■ **Passage**:

******

# Slow drivers or tailgaters



## ShyViolet (Nov 11, 2003)

What annoys you more?


----------



## Famous (Sep 6, 2011)

tailgaters are generally the highest risk. you can slow down for a slow driver, a tailgater cant react quickly enough if something happens suddenly to the vehicle in front.


----------



## danberado (Apr 22, 2010)

Slow drivers. Tailgaters don't bother me at all.


----------



## pita (Jan 17, 2004)

Tailgaters for sure. Slow drivers may just be nervous. Tailgaters, though, are without a doubt a-holes.


----------



## Jnmcda0 (Nov 28, 2003)

I said slow drivers, but it is a toss up.


----------



## Resonance (Feb 11, 2010)

Slow drivers are OK because they are easy to overtake and overtaking is fun. The worst thing about slow-drivers is when one pulls out in front of you just before a really awesome stretch of road which is just a _bit_ too twisty and turny to overtake, or which is almost completely straight but the traffic in the opposite direction is really busy.

Tailgaters make me want to fit my car with that 'tombstone' thing off of Death Race and ditch a few tons of cast-iron into their white-van driving asses.

In other news, most irritating road vehicles in descending order:


Cyclists
Buses
Caravans
White Van (venn!) men
The chav in the 'modded' citroen saxo, not because of his sh*tty driving but his taste in music - or rather, lack of it - being rammed into your ears through the walls of your house/car at 3am by some sort of rap-trebuchet concealed in the boot.

******

■ **Prompt 1**:
Pick out every line in the records that contains the string "Could" and copy each one.
The forum thread and the records have nothing to do with each other.

******

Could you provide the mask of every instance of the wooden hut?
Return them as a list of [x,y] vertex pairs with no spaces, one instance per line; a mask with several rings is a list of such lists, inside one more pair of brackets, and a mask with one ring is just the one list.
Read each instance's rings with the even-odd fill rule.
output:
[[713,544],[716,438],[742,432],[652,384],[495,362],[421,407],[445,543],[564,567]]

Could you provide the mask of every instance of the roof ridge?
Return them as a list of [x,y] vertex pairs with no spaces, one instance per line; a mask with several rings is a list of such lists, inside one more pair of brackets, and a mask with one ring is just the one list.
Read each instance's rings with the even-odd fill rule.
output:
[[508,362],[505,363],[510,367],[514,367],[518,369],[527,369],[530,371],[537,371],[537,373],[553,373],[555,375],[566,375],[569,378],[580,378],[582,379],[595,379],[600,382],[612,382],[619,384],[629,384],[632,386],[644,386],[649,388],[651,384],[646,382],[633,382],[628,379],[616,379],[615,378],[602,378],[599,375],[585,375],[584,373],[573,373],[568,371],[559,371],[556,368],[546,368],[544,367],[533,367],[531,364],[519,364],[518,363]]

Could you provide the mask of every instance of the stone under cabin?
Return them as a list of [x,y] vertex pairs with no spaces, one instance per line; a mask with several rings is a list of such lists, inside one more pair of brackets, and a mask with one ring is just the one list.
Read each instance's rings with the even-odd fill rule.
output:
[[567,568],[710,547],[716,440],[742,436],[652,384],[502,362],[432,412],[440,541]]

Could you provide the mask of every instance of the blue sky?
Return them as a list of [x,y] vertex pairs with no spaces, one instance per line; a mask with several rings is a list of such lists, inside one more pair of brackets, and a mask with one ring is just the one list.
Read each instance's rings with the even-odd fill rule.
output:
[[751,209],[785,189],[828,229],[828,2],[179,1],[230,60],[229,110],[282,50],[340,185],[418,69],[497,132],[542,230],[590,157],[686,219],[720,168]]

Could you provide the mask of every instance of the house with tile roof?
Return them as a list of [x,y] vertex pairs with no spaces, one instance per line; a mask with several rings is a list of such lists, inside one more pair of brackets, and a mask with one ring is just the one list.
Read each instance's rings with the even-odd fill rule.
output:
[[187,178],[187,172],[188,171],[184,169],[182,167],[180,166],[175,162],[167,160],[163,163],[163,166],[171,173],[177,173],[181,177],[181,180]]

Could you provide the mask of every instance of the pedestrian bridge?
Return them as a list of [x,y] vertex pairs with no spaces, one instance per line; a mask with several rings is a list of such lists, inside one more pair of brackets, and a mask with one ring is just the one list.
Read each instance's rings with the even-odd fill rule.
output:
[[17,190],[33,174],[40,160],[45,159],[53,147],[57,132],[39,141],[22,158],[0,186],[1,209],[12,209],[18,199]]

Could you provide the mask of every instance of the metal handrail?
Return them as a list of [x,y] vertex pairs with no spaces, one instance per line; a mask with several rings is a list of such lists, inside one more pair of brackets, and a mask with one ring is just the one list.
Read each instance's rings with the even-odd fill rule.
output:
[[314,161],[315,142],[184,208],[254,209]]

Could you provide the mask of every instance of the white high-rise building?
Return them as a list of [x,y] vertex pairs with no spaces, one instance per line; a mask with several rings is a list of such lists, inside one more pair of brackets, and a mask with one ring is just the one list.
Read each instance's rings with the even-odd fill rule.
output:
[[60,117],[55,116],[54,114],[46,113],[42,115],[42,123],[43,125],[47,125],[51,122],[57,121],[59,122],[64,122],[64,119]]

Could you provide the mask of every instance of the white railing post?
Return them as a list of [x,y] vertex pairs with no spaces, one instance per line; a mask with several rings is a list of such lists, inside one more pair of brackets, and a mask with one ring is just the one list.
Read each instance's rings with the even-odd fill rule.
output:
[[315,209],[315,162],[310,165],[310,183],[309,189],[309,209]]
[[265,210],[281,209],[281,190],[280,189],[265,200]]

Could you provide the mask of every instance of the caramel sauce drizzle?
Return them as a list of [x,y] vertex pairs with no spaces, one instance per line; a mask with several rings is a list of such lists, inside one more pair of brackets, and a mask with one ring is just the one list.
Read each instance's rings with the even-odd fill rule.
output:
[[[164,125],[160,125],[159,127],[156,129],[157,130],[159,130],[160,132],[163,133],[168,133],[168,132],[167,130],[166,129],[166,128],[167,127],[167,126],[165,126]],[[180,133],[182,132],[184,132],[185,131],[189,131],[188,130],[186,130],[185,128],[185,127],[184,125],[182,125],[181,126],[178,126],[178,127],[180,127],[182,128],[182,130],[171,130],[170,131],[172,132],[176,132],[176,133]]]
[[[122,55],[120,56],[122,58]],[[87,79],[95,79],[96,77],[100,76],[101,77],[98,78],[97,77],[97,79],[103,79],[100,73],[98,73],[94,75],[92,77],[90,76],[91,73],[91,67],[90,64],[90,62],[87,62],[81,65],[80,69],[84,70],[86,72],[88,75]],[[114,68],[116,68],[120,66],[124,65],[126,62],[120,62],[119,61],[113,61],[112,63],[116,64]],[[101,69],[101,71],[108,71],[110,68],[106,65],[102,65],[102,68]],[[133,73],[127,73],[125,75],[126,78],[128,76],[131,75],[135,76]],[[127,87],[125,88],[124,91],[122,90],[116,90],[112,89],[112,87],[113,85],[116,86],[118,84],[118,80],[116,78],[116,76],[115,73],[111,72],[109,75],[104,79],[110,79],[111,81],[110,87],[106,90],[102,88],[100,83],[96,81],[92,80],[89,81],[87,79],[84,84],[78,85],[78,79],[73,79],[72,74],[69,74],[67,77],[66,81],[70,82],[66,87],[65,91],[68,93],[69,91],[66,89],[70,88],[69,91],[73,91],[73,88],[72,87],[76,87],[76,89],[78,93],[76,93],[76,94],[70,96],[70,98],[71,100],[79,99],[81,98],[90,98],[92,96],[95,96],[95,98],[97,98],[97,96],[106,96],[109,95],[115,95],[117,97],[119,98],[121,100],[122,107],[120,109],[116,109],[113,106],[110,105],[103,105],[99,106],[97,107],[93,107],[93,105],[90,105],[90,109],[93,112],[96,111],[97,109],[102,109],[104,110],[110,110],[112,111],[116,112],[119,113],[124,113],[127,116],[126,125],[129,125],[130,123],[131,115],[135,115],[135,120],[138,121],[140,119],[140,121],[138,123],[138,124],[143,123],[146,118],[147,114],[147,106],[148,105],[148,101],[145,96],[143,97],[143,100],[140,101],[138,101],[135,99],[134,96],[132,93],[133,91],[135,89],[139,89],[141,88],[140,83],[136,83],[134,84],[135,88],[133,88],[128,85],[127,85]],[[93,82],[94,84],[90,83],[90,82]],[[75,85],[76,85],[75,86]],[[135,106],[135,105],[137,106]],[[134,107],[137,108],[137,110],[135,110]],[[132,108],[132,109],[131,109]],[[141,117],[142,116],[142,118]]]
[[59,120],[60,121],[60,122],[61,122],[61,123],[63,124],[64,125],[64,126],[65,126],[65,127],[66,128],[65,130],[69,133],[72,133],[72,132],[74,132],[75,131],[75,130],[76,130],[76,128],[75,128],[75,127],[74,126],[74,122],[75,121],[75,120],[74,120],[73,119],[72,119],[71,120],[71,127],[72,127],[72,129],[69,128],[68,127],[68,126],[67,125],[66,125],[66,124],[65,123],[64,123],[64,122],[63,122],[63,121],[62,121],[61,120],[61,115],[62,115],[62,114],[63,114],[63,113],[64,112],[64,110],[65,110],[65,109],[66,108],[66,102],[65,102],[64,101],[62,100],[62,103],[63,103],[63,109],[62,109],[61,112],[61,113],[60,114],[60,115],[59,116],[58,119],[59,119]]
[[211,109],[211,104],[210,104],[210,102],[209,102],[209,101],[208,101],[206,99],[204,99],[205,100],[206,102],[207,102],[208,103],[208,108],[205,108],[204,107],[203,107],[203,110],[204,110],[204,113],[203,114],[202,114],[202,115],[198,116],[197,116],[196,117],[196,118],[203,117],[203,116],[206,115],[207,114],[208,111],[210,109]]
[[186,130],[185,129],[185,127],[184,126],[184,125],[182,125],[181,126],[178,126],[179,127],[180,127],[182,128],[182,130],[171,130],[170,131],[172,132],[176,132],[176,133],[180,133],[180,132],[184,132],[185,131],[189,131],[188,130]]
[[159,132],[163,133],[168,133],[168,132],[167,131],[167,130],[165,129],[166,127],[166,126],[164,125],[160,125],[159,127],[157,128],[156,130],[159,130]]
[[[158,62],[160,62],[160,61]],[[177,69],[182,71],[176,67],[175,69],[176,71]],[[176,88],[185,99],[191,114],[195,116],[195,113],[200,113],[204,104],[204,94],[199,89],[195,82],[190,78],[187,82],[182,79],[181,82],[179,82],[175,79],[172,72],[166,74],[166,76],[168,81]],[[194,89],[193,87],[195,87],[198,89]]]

******

■ **Prompt 2**:
Reproduce the whole thread on slow drivers and tailgaters word for word.

■ **Complete response 1**:
Could you provide the mask of every instance of the wooden hut?
Could you provide the mask of every instance of the roof ridge?
Could you provide the mask of every instance of the stone under cabin?
Could you provide the mask of every instance of the blue sky?
Could you provide the mask of every instance of the house with tile roof?
Could you provide the mask of every instance of the pedestrian bridge?
Could you provide the mask of every instance of the metal handrail?
Could you provide the mask of every instance of the white high-rise building?
Could you provide the mask of every instance of the white railing post?
Could you provide the mask of every instance of the caramel sauce drizzle?

■ **Complete response 2**:
# Slow drivers or tailgaters



## ShyViolet (Nov 11, 2003)

What annoys you more?


----------



## Famous (Sep 6, 2011)

tailgaters are generally the highest risk. you can slow down for a slow driver, a tailgater cant react quickly enough if something happens suddenly to the vehicle in front.


----------



## danberado (Apr 22, 2010)

Slow drivers. Tailgaters don't bother me at all.


----------



## pita (Jan 17, 2004)

Tailgaters for sure. Slow drivers may just be nervous. Tailgaters, though, are without a doubt a-holes.


----------



## Jnmcda0 (Nov 28, 2003)

I said slow drivers, but it is a toss up.


----------



## Resonance (Feb 11, 2010)

Slow drivers are OK because they are easy to overtake and overtaking is fun. The worst thing about slow-drivers is when one pulls out in front of you just before a really awesome stretch of road which is just a _bit_ too twisty and turny to overtake, or which is almost completely straight but the traffic in the opposite direction is really busy.

Tailgaters make me want to fit my car with that 'tombstone' thing off of Death Race and ditch a few tons of cast-iron into their white-van driving asses.

In other news, most irritating road vehicles in descending order:


Cyclists
Buses
Caravans
White Van (venn!) men
The chav in the 'modded' citroen saxo, not because of his sh*tty driving but his taste in music - or rather, lack of it - being rammed into your ears through the walls of your house/car at 3am by some sort of rap-trebuchet concealed in the boot.